__AVAILABLE RECORDS__.
"""

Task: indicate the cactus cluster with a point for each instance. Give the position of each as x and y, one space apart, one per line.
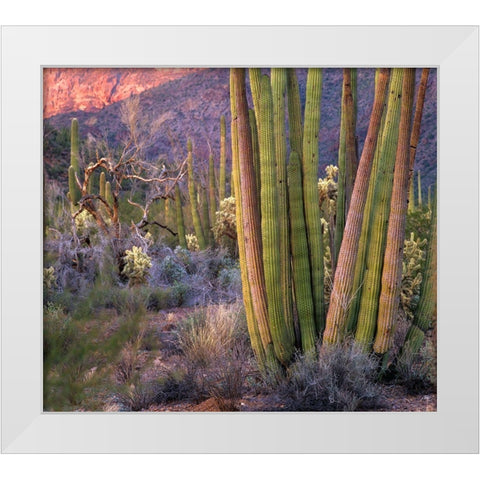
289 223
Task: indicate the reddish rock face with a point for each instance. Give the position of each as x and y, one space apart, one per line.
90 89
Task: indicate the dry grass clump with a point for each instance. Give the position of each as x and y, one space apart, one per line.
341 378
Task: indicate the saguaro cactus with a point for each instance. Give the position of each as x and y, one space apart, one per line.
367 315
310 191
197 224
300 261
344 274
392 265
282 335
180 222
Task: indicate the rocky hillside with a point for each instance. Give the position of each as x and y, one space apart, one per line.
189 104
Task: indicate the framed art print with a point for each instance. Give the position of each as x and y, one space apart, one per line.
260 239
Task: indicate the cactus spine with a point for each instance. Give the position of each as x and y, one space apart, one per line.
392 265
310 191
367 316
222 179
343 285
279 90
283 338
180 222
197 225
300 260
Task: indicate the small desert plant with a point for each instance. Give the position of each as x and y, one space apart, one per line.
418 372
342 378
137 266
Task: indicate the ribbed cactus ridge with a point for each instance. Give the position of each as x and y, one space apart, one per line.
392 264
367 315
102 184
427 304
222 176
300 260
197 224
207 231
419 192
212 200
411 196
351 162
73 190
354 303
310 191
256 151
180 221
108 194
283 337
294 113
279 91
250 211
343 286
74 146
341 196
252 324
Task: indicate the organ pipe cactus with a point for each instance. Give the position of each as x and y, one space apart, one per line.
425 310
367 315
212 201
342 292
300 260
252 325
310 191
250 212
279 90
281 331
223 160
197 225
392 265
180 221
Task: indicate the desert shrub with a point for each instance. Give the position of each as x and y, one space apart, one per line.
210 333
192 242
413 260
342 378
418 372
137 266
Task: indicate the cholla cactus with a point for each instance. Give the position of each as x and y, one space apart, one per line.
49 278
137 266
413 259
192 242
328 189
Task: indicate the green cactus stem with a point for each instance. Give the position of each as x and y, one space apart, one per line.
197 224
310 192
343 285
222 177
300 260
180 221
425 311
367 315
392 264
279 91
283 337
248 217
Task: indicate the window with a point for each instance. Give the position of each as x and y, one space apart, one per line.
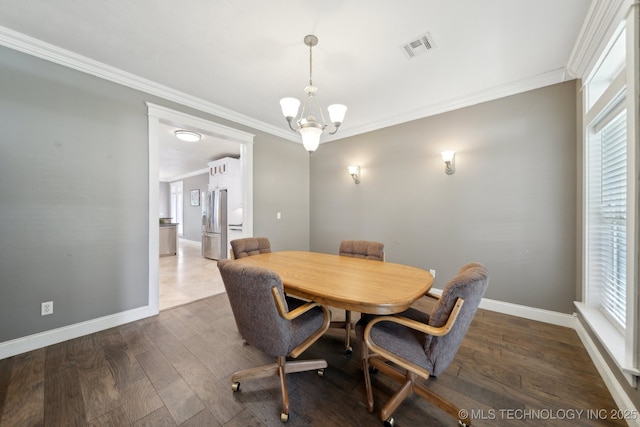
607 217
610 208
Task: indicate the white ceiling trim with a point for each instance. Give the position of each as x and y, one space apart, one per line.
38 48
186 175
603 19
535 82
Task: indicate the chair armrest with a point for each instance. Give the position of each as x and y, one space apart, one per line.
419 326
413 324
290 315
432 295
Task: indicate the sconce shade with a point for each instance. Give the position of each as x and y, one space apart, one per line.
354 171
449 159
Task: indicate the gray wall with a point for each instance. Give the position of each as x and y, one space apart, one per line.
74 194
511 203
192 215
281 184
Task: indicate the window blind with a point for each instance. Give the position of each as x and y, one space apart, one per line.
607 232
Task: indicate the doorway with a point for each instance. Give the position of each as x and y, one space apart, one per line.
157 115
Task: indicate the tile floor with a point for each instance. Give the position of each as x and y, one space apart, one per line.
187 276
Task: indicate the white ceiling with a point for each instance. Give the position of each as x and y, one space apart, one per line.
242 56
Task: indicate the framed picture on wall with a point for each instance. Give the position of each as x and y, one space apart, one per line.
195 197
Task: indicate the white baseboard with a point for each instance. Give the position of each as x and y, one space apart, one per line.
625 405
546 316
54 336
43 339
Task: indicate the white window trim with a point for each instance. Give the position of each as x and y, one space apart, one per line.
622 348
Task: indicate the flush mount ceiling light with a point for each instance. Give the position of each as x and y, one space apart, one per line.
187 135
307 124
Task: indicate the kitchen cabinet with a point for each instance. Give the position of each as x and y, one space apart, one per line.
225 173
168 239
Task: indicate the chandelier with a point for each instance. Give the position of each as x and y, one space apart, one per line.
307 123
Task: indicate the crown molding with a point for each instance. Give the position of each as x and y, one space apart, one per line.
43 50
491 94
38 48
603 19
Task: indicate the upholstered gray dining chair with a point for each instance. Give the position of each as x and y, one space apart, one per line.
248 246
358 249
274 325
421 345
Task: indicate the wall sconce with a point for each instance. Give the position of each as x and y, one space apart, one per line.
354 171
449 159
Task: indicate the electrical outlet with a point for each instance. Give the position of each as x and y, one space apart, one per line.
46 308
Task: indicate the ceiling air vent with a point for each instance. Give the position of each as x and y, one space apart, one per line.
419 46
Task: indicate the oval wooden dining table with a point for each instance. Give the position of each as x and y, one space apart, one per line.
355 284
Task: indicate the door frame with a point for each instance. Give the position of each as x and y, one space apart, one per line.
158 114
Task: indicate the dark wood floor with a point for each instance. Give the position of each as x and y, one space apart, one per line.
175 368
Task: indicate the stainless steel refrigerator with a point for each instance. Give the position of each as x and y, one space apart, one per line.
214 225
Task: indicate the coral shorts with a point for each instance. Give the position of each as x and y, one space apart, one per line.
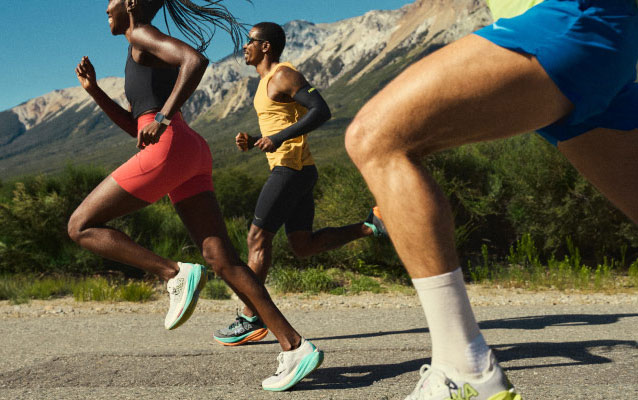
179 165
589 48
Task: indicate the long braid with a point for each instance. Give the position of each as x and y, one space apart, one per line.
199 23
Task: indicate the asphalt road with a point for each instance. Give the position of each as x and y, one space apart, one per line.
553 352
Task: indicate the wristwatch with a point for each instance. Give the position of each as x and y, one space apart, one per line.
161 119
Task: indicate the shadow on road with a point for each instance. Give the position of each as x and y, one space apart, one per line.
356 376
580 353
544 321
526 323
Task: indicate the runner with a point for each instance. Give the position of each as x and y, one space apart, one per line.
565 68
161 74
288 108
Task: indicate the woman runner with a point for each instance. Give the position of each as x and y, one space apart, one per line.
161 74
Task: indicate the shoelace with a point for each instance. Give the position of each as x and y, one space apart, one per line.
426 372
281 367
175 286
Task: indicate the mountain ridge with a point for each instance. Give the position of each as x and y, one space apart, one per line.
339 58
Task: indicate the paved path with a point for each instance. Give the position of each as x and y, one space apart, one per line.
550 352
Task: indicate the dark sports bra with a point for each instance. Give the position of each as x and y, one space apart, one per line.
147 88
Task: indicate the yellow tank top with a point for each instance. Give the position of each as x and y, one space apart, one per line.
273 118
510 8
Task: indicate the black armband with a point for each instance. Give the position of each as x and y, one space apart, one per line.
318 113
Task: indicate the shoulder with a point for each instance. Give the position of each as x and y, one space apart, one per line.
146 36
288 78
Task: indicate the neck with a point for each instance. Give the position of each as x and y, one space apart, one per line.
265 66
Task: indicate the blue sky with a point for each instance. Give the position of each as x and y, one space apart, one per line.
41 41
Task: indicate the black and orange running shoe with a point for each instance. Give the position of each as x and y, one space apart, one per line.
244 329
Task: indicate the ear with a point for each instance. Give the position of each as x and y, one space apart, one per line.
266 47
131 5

"""

__WHAT NEEDS TO BE DONE__. Would you retype every record above exactly, leaving out the pictures?

__RESULT FOR THIS EXERCISE__.
Task: indicate the cactus cluster with a point for each instance. Give the position of each as x and y, one space apart, one per line.
289 223
Task: indicate the reddish rock face with a point for each instance. Give the position of each as x and y, one space apart, one per line.
90 89
Task: indicate the dry grass clump with a point for each instance. Give the position of each as x and y, one space apart, one per line.
341 378
Task: indicate the saguaro cactus with a point for each instance. Give the position of each as x and y, one space apart, one per line.
367 315
310 191
197 224
300 261
344 274
392 265
282 335
180 222
Task: indicate the rocky hillside with a point for each instance. Give the position of each as x and y, one space apart, one per line.
189 104
Task: indicate the framed art print with a point for each instance. Give the position of each as x and y, one space apart, one per line.
260 239
Task: indicate the cactus spine with a point for each instance. Give the position of each as x and y, one space apart, one per line.
392 265
310 191
367 316
222 179
343 285
279 90
283 338
180 222
197 225
300 260
Task: indicate the small desert plant with a point for each instance. Give the position of each as x and y, one space apart, one per line.
418 372
342 378
137 266
Task: indicate the ribbed cactus ridge with a point for each instance. Give the position of each as x and y, one space apart, one per line.
392 264
367 315
102 184
427 304
222 176
300 260
197 224
207 231
419 192
212 200
411 196
351 162
73 190
354 303
310 191
256 151
180 221
108 194
283 337
294 113
279 91
250 211
343 286
74 146
341 196
252 324
Task: indicate the organ pipe cactus with a point for each instance. Give the position of each as x and y, one space apart, one per line.
425 310
367 315
212 201
342 292
300 260
252 325
310 191
250 212
279 90
281 331
223 160
197 225
392 265
180 221
Task: indicate the desert shrub with a point for each instance. Give the position of each as x and y, one space apart, one per line.
210 333
192 242
413 260
342 378
418 372
137 266
Task: indicate the cholla cactus with a point for each instance. Give the position of each as x and y, one space apart, one per line.
49 278
137 266
413 259
192 242
328 189
Task: indicate the green cactus stem with a point for each instance. Give the position of each as x and y, one space apart, one per line.
197 224
310 192
343 285
222 177
300 260
180 221
425 311
367 315
392 264
279 91
283 337
248 217
Task: indicate the window with a point for each instance. Give the position of each as x and y, one space apart, one per line.
607 217
610 208
Task: indicate the white ceiling trim with a point for each instance. Give the position of each as x and y, one space apart, one per line.
38 48
186 175
603 19
535 82
Task: indicate the chair armrest with a point for each instance. Give the position of each as x and y, one space apart, one per line.
419 326
413 324
290 315
432 295
Task: indicate the sconce shade with a point for each instance. Give the position of each as x and y, one space apart, one per line.
354 171
449 159
Task: indicate the gray wall with a point for each instance. Give the position of each as x and y, one space apart, one per line.
74 194
511 203
192 215
281 184
Task: indicate the window blind with a point for each instance. Give the position of each as x and y, one space apart, one per line.
607 232
Task: indicate the doorway with a point for each instance. Give the position of each as x and y, one space apart, one per line.
157 115
Task: indicate the tile floor with a point for each instance. Give the position of each as x and y, one space apart, one per line.
187 276
Task: indicate the white ceiling with a point for each instance. Give the position of each as x and y, one space apart, one per line.
242 56
Task: indicate the framed picture on wall with a point for each instance. Give the position of each as x and y, one space apart, one per line.
195 197
Task: indicate the white baseboard with a point for each instance. Give the position of each as x and y, one space apart, one per line.
625 405
546 316
54 336
43 339
Task: indicate the white window trim with a point for each instance. Give the position of each as x and y, one space apart, one per line.
622 348
Task: indicate the flush mount ceiling light with a point for each instance. Give the position of each as x and y, one space apart, one per line.
187 135
307 124
Task: indicate the kitchen cabinet with a point for each instance. Give the position of each as x and y, one space apart, one per line.
225 173
168 239
Task: indicate the chandelier with a point for each instance. Give the position of each as x and y, one space apart, one per line.
307 123
Task: indicate the crown molding with a point for each instance. Give the position of each as x and y, one space apart, one per line.
43 50
491 94
38 48
603 19
Task: indicate the upholstered gray dining chair with a point for each instance. Give the position of each as x and y, one space apart, one per line.
248 246
358 249
274 325
421 345
Task: indicate the wall sconce with a point for each instance. Give the position of each as x and y, one space apart, one per line.
354 171
449 159
Task: indicate the electrical outlet with a point for each instance. Give the position of each as x and y, one space apart, one per line.
46 308
Task: indicate the ceiling air vent with a point for each instance. Give the position of each as x and y, one space apart, one per line.
419 46
Task: indicate the oval wooden dining table with a point for each instance. Give the position of each as x and y, one space apart, one per line.
355 284
Task: indicate the door frame with a point for each instance. Give the position of each as x and y, one space apart, one per line.
158 114
Task: indicate the dark wood floor with a point for each instance. Give the position of each as x and y, one space apart, one per line.
175 368
Task: indicate the stainless steel refrigerator with a point for each instance. Give the position of each as x and y, one space apart, one per line.
214 225
Task: indicate the coral shorts with a point for each instance. Give the position of each as x and y, one space apart, one per line.
179 165
589 48
Task: indicate the long braid with a point for each instance. Give the position of each as x and y, one space apart, one per line.
199 23
Task: indicate the asphalt road with a point for each instance. Give the position of each as x and y, one space apart, one per line.
553 352
Task: indicate the wristwatch with a point for each instance. Give the position of each as x and y, one space apart, one per line.
161 119
Task: indicate the shadow on road with a point for each instance. Give the position of each as x and y, one space apart, one per line.
356 376
580 353
544 321
526 323
Task: indicate the runner with a point for each instance. Give the position of each as x and y, one space apart, one per line.
565 68
161 74
288 108
Task: indicate the woman runner with a point for each instance. Give the position of each as x and y, one space apart, one per line.
161 74
Task: indicate the shoelace with a point for each instance. Give the position of each as x and y, one space apart, one per line.
426 372
281 367
175 286
Task: indicate the mountain ridge with a point for each instance. Give the position of each as x and y, one space apart, one per line.
339 58
Task: indicate the paved path with a point for each instance. Give the position of each as x and y, one space apart, one per line.
550 352
Task: indicate the dark sports bra with a point for each instance. Give the position of each as x and y, one space apart, one per line.
147 88
Task: indicate the yellow tank top with a point for each instance. Give the position of each as x and y, one space apart, one per line.
273 118
510 8
Task: indicate the black armband with a point for each instance. Give the position of each as x and y, one space apart, one per line.
318 113
Task: indicate the shoulder with a point for each instance. Give the position of each as x and y, one space apart, one per line.
146 36
288 78
Task: indicate the neck with a point for each instance. Give the position of each as x and y, one space apart, one per line.
265 66
Task: indicate the blue sky with a point for each instance. Give the position of each as x and y, one space apart, one per line.
41 41
Task: indicate the black and orange running shoe with a point for each instance. Give the position of each as x and y, one space apart, one per line.
244 329
Task: indicate the ear with a point for each instance. Give the position of each as x and y, one space apart, one per line.
266 47
131 5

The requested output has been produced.